__Assignment__
The output should be the line containing "# test: pointer returns one pin per instance of the horizon" and every later line of the records, exactly as written, and nothing else.

Dataset records:

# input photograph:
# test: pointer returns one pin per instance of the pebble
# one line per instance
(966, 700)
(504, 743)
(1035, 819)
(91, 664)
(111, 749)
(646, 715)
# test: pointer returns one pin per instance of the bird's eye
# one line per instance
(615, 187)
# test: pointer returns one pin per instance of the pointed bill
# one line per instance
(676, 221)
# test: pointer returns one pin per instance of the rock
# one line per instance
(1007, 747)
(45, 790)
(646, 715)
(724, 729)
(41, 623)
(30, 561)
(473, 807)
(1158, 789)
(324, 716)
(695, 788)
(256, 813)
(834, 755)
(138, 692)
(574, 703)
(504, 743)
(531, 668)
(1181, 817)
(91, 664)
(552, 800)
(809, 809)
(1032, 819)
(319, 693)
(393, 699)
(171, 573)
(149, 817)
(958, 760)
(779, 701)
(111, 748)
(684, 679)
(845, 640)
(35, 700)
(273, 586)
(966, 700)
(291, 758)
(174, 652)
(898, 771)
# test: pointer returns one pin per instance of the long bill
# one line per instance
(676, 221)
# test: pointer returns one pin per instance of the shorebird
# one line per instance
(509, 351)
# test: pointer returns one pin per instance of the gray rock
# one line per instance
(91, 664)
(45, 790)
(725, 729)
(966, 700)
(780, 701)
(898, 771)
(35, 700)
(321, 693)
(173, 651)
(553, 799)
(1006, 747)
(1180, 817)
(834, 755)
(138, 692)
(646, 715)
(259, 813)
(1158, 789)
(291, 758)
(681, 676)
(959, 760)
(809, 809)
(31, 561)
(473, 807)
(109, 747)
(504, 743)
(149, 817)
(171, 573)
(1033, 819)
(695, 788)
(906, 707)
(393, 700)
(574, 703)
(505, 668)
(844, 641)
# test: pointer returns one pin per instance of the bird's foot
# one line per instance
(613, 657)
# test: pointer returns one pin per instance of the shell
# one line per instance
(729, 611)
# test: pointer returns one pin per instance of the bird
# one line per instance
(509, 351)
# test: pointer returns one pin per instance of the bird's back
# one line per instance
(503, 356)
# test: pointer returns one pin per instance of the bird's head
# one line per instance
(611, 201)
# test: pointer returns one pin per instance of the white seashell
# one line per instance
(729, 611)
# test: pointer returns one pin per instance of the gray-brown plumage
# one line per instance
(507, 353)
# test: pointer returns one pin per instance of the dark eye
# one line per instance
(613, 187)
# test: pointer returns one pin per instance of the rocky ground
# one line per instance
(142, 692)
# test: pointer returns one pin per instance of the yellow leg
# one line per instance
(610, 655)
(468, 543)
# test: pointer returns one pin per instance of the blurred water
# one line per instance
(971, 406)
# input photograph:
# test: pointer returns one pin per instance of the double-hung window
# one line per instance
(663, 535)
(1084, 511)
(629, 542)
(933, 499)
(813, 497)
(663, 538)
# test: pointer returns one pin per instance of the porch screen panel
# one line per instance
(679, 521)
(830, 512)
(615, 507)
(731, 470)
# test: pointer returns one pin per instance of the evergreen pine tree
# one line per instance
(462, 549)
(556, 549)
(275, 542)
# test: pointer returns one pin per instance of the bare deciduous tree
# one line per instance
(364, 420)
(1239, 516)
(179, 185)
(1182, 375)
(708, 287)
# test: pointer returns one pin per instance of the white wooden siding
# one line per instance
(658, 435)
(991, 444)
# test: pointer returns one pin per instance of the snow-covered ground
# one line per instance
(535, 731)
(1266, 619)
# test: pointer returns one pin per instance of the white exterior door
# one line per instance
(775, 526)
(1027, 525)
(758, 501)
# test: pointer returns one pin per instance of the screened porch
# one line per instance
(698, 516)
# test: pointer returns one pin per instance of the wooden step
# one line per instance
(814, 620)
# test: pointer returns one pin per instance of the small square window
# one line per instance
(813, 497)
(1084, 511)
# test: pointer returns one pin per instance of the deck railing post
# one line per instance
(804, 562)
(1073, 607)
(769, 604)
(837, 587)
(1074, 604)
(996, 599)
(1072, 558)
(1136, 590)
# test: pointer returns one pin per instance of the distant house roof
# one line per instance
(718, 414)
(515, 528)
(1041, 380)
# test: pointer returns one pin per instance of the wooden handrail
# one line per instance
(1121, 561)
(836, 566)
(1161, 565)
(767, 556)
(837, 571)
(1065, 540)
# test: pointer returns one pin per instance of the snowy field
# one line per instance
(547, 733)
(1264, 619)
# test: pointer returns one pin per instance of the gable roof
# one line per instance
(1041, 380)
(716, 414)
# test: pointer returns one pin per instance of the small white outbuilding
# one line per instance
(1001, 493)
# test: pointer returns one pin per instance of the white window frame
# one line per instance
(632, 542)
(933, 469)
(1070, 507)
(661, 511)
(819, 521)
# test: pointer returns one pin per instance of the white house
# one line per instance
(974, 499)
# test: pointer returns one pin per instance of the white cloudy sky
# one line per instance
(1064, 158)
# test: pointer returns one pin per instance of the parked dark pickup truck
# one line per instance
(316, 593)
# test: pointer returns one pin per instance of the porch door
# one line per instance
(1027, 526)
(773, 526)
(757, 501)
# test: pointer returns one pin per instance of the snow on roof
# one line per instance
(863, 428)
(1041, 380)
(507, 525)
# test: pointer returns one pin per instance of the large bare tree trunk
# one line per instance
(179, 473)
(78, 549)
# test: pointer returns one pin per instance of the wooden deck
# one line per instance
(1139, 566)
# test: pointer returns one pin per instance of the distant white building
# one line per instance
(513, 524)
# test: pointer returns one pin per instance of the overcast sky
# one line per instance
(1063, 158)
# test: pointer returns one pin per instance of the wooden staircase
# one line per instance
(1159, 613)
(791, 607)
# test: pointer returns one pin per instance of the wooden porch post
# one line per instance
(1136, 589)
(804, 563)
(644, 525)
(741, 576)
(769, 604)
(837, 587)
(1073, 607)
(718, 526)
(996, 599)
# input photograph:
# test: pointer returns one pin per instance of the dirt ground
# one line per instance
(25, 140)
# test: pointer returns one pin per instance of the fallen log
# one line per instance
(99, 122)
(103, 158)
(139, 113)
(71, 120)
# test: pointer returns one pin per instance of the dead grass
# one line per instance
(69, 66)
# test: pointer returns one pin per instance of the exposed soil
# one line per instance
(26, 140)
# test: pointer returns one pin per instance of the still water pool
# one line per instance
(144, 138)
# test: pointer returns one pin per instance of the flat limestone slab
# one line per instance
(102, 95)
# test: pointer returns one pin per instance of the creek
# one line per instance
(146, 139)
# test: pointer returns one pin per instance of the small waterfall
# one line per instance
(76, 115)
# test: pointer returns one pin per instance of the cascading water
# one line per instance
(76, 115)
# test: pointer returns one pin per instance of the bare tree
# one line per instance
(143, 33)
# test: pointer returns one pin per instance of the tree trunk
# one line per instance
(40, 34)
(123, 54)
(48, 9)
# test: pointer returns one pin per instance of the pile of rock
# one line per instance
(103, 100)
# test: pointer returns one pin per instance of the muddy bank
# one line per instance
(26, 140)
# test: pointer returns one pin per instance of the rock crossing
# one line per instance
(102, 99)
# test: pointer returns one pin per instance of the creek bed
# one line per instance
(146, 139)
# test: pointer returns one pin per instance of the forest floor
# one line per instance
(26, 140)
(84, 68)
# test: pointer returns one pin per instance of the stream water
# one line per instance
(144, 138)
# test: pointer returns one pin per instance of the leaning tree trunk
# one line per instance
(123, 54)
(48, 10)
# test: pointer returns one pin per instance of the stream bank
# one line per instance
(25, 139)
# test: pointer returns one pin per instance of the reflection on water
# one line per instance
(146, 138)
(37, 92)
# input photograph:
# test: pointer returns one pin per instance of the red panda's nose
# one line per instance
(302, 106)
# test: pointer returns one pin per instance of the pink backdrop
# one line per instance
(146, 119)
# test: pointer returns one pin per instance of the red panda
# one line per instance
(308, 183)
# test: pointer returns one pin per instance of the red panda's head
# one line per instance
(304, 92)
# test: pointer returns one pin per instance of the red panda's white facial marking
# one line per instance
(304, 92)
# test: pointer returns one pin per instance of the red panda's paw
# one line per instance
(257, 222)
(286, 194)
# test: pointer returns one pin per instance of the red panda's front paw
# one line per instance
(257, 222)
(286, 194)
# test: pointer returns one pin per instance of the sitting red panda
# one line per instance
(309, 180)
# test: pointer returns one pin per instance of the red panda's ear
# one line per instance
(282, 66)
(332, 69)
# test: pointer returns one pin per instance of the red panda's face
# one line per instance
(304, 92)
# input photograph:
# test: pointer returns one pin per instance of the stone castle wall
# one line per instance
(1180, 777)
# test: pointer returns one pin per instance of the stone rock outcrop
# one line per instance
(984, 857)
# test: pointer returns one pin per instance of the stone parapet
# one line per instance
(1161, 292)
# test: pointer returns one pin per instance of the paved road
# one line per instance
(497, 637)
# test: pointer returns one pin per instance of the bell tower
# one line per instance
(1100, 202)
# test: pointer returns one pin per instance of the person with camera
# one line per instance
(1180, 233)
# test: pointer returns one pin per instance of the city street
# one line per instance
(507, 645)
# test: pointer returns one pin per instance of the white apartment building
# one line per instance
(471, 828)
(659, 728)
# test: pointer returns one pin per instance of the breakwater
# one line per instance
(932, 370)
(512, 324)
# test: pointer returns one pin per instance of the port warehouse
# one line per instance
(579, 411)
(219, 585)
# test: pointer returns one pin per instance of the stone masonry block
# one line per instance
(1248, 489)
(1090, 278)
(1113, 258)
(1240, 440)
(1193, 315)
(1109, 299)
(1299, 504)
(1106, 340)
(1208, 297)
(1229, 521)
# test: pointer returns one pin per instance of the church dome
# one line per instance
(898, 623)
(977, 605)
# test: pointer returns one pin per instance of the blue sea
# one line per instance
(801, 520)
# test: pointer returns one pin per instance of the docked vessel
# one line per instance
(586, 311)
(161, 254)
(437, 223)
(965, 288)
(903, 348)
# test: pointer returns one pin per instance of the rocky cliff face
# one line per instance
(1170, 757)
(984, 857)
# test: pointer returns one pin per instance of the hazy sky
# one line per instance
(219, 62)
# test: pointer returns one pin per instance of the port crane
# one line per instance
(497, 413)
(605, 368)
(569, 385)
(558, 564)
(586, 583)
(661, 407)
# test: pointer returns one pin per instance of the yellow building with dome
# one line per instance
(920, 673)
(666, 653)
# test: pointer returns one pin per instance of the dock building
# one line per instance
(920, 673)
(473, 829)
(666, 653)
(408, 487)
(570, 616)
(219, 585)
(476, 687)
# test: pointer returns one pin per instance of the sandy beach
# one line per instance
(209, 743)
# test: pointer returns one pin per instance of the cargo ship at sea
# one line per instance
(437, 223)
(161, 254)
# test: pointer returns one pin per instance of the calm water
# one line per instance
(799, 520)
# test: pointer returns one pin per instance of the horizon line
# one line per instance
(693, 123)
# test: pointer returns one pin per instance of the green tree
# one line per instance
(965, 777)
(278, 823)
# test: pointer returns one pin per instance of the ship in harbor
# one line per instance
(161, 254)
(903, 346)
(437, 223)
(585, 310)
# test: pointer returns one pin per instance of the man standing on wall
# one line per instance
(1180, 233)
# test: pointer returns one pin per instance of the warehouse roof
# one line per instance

__Output for this exercise__
# test: pointer returns one pin per instance of the horizon line
# one line per instance
(693, 123)
# test: pointer returns one pin per instance of the green tree
# one line per instance
(965, 777)
(278, 823)
# test: pointer returns one pin per instance of the ship in harbor
# one line per instance
(161, 254)
(903, 346)
(437, 223)
(585, 310)
# test: pointer returns one pin per instance of the man standing on wall
# one line per instance
(1180, 233)
# test: pointer returns one pin per instance of the warehouse roof
# one line per instance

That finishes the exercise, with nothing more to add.